Exercise material Block Start
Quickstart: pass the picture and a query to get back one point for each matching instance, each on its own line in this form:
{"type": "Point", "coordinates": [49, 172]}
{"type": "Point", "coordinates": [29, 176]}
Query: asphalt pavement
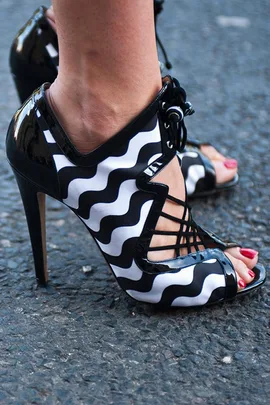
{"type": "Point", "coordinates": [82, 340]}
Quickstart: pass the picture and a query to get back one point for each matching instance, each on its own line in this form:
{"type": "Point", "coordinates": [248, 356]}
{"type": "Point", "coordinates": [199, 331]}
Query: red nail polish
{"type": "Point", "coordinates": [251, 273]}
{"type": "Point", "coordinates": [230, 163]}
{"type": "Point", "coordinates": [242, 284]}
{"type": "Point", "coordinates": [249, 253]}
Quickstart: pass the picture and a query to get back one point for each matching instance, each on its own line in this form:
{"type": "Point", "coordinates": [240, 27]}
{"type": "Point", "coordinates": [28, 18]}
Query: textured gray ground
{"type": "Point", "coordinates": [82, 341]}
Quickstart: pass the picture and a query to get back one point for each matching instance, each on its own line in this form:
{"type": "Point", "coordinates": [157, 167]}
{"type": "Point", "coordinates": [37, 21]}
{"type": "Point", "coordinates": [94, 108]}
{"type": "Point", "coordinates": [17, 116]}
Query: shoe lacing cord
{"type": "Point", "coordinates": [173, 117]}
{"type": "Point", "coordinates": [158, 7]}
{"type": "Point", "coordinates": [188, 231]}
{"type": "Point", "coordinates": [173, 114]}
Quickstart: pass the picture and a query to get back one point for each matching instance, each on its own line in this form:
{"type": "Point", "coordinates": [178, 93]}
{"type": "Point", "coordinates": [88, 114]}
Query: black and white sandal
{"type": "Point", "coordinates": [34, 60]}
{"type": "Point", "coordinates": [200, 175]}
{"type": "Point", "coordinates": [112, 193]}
Exercise material Block End
**What you will do**. No picture belongs in the answer, but every word of the records above does, exactly as given.

**Response**.
Quickstart: pass the picture and a query to get back one point for each matching instance, each on its own line in this form:
{"type": "Point", "coordinates": [49, 172]}
{"type": "Point", "coordinates": [29, 176]}
Query: asphalt pavement
{"type": "Point", "coordinates": [82, 340]}
Quickstart: pass the picture and a query to get back one point for each matching instance, each on its own line in this form:
{"type": "Point", "coordinates": [248, 356]}
{"type": "Point", "coordinates": [199, 331]}
Query: red nail polish
{"type": "Point", "coordinates": [251, 273]}
{"type": "Point", "coordinates": [230, 163]}
{"type": "Point", "coordinates": [242, 284]}
{"type": "Point", "coordinates": [249, 253]}
Quickstart: pass the picture and a query to get back one point for each matching instance, each on its own line in this form:
{"type": "Point", "coordinates": [240, 27]}
{"type": "Point", "coordinates": [28, 18]}
Query: textured gray ground
{"type": "Point", "coordinates": [82, 341]}
Quickstart: pass the picture and a query to get back one point for each matching instance, each on its own line in this form:
{"type": "Point", "coordinates": [157, 167]}
{"type": "Point", "coordinates": [37, 21]}
{"type": "Point", "coordinates": [94, 108]}
{"type": "Point", "coordinates": [17, 116]}
Query: shoe lacing cord
{"type": "Point", "coordinates": [173, 117]}
{"type": "Point", "coordinates": [158, 7]}
{"type": "Point", "coordinates": [188, 231]}
{"type": "Point", "coordinates": [173, 114]}
Quickstart: pass the picture and a query to get back one point for each matching instance, each on its own line in this form:
{"type": "Point", "coordinates": [178, 93]}
{"type": "Point", "coordinates": [88, 114]}
Query: black and white sandal
{"type": "Point", "coordinates": [34, 60]}
{"type": "Point", "coordinates": [200, 175]}
{"type": "Point", "coordinates": [112, 193]}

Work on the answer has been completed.